According to his friend Ilya Yashin, Nemtsov was working on another explosive essay which would expose the role played by the regular Russian army in rebel-held Donbas. Last Saturday, police reportedly seized Nemtsov’s computer hard drives. Sitting in the Echo of Moscow studio – charming as ever, checking his mobile phone during the ad breaks – he said that he would tell the truth, in contrast, he said, to Russia’s president, whom he dubbed a “pathological liar”.

It is an open question whether Nemstov’s appalling murder was carried out by the state, or by shadowy nationalist forces connected to it. We will probably never know. Kremlin-controlled channels have already come up with numerous conspiracy theories. These are part of a cynical post-modern media strategy, perfected by Kremlin political technologists. Its goal is to confuse what’s true with what’s not, to the point that the truth vanishes. What it undeniable is that over the past year Putin has created an atmosphere of hysteria and hatred, driven by relentless imperial propaganda. State TV has portrayed the few brave liberals who have spoken out against the Kremlin’s Ukraine war as American spies and fifth columnists. In his last interview, Nemtsov explained that he was a Russian patriot – but one who viewed the Russian flag as a “symbol of freedom” from Soviet tyranny.
+ + +
-- The problem --
Reproduce the Nemtsov passage word for word, starting with "It is an open" and going on through "from Soviet tyranny.". Work from the Nemtsov passage alone.
+ + +
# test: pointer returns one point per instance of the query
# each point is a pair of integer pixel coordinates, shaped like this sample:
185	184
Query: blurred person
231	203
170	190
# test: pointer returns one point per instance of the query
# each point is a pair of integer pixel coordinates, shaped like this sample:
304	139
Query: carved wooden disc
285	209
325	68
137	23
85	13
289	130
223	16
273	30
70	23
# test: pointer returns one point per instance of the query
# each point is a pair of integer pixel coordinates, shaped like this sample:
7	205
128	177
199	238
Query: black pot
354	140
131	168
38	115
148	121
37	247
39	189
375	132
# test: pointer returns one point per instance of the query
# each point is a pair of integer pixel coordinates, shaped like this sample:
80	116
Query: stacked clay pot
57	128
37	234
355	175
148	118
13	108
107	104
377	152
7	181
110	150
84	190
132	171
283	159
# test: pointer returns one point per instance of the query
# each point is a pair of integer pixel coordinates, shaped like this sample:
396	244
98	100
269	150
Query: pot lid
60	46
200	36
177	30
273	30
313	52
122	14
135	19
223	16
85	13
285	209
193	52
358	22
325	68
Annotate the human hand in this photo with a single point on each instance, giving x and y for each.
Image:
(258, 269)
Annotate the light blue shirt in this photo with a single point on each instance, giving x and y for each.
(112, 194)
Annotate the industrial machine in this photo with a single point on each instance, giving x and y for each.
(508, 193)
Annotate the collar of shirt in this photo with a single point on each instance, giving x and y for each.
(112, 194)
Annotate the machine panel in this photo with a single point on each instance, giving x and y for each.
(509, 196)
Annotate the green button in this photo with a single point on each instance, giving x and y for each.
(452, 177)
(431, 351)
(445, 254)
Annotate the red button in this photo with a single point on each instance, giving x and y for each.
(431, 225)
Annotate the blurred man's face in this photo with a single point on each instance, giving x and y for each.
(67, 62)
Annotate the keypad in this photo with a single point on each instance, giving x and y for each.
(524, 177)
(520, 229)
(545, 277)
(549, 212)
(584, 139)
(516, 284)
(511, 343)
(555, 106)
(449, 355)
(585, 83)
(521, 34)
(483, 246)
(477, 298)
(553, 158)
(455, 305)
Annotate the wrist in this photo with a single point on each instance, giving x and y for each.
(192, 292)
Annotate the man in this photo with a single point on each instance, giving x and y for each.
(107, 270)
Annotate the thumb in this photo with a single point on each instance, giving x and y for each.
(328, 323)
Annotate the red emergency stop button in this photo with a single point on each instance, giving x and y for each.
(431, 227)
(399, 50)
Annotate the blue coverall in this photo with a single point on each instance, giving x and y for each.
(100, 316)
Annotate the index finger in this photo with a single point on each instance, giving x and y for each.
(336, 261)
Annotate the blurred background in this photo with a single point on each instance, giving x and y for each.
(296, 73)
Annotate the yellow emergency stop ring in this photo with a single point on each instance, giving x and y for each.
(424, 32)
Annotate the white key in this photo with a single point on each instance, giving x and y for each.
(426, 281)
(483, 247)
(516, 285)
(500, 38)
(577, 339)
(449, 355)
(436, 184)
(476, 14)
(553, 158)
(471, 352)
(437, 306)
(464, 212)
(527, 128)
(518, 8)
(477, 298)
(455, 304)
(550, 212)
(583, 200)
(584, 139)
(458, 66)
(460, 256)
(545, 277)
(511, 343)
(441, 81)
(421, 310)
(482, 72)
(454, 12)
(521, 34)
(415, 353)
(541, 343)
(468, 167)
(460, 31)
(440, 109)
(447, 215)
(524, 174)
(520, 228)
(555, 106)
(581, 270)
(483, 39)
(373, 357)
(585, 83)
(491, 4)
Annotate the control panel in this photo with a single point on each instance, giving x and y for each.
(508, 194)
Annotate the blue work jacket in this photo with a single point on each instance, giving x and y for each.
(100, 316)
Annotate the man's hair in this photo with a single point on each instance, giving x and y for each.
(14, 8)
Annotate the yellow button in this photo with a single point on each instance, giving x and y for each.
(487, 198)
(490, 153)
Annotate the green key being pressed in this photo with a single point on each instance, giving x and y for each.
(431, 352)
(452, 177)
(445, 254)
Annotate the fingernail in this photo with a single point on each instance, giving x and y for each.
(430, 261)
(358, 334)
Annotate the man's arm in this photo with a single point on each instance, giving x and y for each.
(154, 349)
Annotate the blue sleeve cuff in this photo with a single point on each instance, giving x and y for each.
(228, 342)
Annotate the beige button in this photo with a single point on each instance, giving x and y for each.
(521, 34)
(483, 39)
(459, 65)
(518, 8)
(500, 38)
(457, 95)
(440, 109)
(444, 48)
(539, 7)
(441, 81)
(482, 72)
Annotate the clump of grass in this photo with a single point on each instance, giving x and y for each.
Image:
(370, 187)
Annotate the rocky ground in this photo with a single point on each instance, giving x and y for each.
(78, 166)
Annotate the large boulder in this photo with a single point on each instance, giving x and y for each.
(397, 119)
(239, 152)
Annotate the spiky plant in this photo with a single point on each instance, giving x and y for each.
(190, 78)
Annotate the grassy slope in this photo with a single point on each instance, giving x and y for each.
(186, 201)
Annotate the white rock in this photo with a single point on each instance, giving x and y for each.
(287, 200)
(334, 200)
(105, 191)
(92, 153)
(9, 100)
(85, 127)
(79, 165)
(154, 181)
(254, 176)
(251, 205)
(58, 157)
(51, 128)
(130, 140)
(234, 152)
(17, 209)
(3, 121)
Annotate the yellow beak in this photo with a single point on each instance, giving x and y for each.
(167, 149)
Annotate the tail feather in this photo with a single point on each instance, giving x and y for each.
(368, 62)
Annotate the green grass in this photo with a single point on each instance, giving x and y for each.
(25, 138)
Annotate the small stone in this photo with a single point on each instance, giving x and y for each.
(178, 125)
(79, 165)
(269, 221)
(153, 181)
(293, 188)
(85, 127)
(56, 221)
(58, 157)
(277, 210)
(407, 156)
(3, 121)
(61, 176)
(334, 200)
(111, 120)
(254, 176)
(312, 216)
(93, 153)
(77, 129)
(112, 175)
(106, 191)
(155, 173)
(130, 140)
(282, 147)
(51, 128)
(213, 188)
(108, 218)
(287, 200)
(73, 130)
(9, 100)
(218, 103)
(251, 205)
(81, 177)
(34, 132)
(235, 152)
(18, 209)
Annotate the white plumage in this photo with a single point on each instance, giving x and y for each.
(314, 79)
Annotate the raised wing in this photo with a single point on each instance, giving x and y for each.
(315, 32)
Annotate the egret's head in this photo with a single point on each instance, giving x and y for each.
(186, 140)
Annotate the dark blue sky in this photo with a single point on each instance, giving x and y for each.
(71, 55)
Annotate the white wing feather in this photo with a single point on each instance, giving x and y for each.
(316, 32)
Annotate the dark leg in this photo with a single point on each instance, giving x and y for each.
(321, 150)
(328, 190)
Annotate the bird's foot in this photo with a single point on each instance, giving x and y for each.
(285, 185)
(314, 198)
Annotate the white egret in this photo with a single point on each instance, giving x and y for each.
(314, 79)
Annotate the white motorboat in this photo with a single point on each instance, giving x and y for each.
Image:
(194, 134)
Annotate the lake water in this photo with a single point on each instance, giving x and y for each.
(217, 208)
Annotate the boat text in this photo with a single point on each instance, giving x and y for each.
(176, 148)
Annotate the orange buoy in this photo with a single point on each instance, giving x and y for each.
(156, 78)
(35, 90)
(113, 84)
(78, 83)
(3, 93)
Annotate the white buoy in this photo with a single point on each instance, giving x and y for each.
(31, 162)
+ + +
-- Completed exercise --
It is an open question whether Nemstov’s appalling murder was carried out by the state, or by shadowy nationalist forces connected to it. We will probably never know. Kremlin-controlled channels have already come up with numerous conspiracy theories. These are part of a cynical post-modern media strategy, perfected by Kremlin political technologists. Its goal is to confuse what’s true with what’s not, to the point that the truth vanishes. What it undeniable is that over the past year Putin has created an atmosphere of hysteria and hatred, driven by relentless imperial propaganda. State TV has portrayed the few brave liberals who have spoken out against the Kremlin’s Ukraine war as American spies and fifth columnists. In his last interview, Nemtsov explained that he was a Russian patriot – but one who viewed the Russian flag as a “symbol of freedom” from Soviet tyranny.